• [Set exercise 1]
Translate this sentence from the NASD rule change notice below into Spanish: "The Commission is publishing this notice to solicit comments on the proposed rule change from interested persons."
• [Set exercise 2]
Resume the NASD rule change notice below, picking up right after its final sentence.

Self-Regulatory Organizations; National Association of Securities 
Dealers, Inc.; Notice of Filing of Proposed Rule Change To Amend the 
By-Laws of NASD To Implement Governance and Related Changes To 
Accommodate the Consolidation of the Member Firm Regulatory Functions 
of NASD and NYSE Regulation, Inc.

March 20, 2007.
    Pursuant to Section 19(b)(1) of the Securities Exchange Act of 1934 
(``Act'' or ``Exchange Act'') \1\ and Rule 19b-4 thereunder,\2\ notice 
is hereby given that on March 19, 2007, the National Association of 
Securities Dealers, Inc. (``NASD'') filed with the Securities and 
Exchange Commission (``SEC'' or ``Commission'') the proposed rule 
change as described in Items I, II, and III below, which Items have 
been prepared by NASD. The Commission is publishing this notice to 
solicit comments on the proposed rule change from interested persons.

[Pointing dataset records]
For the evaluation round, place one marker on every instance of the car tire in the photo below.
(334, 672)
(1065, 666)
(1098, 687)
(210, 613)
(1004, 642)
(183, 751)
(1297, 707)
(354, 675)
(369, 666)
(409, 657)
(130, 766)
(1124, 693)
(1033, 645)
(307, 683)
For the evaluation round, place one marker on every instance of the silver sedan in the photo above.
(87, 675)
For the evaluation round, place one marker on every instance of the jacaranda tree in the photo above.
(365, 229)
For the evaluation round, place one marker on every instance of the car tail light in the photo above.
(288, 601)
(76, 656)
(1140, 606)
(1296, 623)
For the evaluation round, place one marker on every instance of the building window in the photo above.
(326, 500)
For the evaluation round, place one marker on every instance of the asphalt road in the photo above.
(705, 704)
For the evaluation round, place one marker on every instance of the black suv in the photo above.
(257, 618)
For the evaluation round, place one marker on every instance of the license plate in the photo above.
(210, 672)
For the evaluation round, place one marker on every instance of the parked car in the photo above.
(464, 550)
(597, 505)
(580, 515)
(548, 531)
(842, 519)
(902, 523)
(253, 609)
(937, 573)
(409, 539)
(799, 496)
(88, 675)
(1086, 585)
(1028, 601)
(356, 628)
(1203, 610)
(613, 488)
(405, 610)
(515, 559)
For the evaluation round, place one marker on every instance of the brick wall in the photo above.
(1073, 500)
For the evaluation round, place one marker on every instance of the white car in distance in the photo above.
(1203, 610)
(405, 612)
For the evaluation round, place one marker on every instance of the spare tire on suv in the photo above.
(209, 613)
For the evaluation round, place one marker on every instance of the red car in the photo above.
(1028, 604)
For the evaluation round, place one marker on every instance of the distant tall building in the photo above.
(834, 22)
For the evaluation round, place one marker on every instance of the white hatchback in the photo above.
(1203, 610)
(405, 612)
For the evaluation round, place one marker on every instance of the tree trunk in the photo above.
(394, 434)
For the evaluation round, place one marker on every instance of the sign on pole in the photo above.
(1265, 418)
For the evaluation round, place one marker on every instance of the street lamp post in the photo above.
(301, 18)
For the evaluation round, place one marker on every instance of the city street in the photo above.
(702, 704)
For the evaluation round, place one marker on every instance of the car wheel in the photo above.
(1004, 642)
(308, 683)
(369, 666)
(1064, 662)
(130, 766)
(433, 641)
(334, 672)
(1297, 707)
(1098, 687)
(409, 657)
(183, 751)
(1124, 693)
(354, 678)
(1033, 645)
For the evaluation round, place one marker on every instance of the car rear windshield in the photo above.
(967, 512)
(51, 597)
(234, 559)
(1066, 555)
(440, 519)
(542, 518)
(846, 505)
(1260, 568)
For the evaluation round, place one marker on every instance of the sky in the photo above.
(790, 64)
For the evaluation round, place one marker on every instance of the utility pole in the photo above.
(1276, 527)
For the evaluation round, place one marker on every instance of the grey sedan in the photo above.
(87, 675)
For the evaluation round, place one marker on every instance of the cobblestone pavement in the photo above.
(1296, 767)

• [Expected output 1]
La Comisión publica este aviso para solicitar comentarios de las personas interesadas sobre el cambio de regla propuesto.

• [Expected output 2]
---------------------------------------------------------------------------

    \1\ 15 U.S.C. 78s(b)(1).
    \2\ 17 CFR 240.19b-4.
---------------------------------------------------------------------------

I. Self-Regulatory Organization's Statement of the Terms of Substance 
of the Proposed Rule Change

    NASD is proposing to amend the By-Laws of NASD (``NASD By-Laws'') 
to implement governance and related changes to accommodate the 
consolidation of the member firm regulatory functions of NASD and NYSE 
Regulation, Inc. (``NYSE Regulation''). The proposed rule change also 
would make limited conforming changes to the By-Laws of NASD 
Regulation, Inc. (``NASD Regulation By-Laws'').
    The text of the proposed rule change is available on the NASD's Web 
site (https://www.nasd.com), at the principal office of NASD, and at the 
Commission's Public Reference Room. The text of Exhibit 5 of the 
proposed rule change is also available on the Commission's Web site 
(https://www.sec.gov).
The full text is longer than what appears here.